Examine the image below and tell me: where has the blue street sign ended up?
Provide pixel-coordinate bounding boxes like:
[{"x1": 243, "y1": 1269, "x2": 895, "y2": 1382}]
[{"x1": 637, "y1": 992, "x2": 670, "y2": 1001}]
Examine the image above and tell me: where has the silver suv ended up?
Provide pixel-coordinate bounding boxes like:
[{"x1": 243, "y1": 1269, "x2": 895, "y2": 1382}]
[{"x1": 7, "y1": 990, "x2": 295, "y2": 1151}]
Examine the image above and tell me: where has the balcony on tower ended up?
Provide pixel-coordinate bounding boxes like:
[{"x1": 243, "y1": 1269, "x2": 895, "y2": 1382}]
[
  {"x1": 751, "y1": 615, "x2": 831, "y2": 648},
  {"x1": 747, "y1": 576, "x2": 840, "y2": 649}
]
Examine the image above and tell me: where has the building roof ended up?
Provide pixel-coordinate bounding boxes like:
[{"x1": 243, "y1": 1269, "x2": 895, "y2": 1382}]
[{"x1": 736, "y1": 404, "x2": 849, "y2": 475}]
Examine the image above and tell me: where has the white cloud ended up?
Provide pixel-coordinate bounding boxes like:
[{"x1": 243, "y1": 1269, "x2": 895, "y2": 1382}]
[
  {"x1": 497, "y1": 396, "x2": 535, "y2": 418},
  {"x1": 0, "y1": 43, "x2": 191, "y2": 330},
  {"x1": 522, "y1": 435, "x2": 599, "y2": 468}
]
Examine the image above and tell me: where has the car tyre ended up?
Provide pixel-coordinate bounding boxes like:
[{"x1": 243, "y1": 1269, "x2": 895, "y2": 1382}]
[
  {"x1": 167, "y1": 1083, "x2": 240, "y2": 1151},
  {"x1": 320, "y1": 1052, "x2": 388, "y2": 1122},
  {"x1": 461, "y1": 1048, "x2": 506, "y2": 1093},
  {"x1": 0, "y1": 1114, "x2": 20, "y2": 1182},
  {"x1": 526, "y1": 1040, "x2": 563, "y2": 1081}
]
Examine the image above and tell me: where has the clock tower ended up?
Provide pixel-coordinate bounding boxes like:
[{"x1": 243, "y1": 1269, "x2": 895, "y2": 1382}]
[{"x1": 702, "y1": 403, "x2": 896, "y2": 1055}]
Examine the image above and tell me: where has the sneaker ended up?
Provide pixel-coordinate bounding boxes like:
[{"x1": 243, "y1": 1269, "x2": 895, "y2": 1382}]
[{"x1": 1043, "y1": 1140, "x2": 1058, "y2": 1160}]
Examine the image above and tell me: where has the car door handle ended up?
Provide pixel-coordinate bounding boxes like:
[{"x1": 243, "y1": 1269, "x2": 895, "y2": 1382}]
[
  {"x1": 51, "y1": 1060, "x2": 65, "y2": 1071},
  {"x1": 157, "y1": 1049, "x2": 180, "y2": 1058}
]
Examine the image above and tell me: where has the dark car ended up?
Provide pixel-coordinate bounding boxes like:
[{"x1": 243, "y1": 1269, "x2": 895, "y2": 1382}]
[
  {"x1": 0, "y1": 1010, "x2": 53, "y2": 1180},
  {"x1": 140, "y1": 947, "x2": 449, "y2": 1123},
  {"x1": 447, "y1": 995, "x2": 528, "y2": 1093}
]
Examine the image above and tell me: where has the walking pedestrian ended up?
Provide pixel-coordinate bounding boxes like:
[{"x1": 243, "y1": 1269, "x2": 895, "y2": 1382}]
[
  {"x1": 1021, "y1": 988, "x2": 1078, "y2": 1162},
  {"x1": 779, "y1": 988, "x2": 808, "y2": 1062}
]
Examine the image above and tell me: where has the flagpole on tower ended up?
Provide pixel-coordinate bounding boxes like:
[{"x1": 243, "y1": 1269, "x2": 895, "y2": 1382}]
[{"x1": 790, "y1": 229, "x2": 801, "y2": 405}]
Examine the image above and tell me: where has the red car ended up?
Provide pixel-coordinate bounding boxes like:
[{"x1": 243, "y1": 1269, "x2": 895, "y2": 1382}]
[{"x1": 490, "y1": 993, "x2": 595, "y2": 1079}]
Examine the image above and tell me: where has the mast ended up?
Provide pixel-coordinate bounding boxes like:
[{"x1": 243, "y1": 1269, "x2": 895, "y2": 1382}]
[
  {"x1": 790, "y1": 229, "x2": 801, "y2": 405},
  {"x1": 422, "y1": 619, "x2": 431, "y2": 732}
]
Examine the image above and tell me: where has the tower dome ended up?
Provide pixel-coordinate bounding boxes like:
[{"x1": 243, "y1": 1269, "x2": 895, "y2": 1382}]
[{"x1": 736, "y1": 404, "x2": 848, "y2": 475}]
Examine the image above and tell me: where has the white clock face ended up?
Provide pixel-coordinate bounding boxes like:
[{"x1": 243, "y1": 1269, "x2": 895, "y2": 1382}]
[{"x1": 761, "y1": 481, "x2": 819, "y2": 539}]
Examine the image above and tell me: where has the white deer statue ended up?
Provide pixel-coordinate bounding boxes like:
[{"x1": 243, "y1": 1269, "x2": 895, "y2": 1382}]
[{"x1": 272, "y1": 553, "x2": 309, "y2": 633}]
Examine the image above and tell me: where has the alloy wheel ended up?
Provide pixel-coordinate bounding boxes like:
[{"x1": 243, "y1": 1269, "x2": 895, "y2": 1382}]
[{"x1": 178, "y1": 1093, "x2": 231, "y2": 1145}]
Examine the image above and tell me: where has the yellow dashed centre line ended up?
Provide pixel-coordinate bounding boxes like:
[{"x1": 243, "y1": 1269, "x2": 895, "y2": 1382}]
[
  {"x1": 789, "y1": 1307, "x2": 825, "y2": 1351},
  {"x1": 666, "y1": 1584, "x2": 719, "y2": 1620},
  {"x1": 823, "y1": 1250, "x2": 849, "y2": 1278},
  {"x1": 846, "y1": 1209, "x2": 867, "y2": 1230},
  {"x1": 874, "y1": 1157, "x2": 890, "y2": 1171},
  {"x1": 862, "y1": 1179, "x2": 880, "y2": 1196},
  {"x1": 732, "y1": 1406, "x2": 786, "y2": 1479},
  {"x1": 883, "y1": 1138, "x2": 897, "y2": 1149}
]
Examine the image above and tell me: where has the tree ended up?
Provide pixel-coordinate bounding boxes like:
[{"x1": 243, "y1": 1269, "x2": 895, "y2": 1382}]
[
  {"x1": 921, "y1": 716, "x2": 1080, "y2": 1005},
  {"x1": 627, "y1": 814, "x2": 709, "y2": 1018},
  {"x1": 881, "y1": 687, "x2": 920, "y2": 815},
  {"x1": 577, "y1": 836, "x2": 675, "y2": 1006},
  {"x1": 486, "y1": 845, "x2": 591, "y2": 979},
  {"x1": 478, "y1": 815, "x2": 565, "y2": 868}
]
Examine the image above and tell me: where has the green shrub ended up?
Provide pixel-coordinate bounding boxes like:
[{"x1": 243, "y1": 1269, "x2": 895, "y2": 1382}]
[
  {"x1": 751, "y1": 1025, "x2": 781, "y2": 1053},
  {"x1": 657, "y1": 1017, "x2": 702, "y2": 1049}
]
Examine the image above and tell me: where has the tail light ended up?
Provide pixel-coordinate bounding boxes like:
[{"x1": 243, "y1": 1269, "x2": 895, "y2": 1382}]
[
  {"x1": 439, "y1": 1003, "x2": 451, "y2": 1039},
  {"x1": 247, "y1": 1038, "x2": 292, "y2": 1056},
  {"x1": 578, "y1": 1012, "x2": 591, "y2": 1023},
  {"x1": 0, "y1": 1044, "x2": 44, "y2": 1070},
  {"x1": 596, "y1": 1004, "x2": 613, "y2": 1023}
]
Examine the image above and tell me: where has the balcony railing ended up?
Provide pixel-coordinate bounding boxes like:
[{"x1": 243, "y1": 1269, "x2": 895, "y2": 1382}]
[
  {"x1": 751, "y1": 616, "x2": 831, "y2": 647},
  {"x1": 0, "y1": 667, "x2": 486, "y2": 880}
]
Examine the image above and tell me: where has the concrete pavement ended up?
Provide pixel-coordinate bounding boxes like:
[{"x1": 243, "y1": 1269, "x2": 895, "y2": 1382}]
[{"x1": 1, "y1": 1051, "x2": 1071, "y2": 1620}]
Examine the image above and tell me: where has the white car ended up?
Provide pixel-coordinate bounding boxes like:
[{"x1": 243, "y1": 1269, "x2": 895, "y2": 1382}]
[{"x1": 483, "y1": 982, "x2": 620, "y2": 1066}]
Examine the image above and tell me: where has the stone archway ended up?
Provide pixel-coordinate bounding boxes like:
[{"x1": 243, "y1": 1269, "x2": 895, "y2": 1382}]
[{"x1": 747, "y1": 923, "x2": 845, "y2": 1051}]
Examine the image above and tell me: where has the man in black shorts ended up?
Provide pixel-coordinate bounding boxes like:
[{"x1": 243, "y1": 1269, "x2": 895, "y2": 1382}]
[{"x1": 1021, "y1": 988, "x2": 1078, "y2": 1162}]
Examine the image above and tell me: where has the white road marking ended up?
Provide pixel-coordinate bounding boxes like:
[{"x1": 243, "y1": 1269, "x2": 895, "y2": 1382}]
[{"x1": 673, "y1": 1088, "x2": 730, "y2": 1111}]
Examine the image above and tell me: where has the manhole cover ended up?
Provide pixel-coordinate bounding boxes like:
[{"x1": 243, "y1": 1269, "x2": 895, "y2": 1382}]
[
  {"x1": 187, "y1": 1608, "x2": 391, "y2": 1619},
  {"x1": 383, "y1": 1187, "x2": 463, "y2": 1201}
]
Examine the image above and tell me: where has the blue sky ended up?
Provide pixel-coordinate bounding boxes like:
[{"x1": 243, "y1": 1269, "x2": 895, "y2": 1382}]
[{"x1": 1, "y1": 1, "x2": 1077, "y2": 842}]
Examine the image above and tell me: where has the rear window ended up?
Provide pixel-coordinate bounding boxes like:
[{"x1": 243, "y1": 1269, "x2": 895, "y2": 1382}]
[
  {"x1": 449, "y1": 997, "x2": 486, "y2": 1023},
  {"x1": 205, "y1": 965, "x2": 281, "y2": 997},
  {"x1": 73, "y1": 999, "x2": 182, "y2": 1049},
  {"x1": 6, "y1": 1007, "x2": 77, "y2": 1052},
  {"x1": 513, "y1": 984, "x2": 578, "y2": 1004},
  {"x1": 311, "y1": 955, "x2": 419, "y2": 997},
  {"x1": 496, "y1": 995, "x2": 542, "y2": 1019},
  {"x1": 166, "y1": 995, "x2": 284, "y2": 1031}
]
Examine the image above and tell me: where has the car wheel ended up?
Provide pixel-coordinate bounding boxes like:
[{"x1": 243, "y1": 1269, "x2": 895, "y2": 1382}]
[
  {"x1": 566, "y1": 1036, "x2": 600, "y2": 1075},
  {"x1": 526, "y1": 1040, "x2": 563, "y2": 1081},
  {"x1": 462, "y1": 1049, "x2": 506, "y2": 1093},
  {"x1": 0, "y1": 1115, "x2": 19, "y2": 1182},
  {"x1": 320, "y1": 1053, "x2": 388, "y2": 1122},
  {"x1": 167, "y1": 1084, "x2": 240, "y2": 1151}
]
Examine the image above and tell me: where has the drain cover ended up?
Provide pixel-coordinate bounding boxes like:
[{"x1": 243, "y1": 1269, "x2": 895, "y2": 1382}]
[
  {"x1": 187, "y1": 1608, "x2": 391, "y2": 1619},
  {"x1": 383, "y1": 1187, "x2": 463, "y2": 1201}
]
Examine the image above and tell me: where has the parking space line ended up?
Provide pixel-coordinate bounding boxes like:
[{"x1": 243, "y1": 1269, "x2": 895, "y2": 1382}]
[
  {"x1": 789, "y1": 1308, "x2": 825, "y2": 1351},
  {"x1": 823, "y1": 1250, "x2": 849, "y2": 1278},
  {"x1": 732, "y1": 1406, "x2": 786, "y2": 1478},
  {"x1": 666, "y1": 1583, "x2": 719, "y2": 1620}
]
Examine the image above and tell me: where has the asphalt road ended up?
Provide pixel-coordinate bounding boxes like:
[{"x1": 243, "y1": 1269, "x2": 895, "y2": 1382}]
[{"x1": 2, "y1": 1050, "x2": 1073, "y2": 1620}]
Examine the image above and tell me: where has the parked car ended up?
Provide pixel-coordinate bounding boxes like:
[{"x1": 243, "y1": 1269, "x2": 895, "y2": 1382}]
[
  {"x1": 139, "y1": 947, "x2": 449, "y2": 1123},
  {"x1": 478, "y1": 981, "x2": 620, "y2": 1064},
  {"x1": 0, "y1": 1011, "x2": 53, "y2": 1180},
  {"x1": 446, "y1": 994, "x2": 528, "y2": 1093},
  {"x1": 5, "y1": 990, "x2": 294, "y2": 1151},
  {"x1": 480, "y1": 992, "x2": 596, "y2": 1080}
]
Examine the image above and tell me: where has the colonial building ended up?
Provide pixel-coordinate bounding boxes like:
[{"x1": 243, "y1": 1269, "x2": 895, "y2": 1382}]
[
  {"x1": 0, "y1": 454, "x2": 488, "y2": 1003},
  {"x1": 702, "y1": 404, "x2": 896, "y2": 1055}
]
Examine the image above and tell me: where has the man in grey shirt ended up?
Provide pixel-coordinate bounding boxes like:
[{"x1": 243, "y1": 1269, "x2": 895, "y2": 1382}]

•••••

*Exercise prompt*
Where the string "clock" occurs in the data, return the whole line.

*Solution for this task*
Examine the image above and tell me: where has the clock tower ended up?
Examine the image above and tell me: where has the white clock face ended up?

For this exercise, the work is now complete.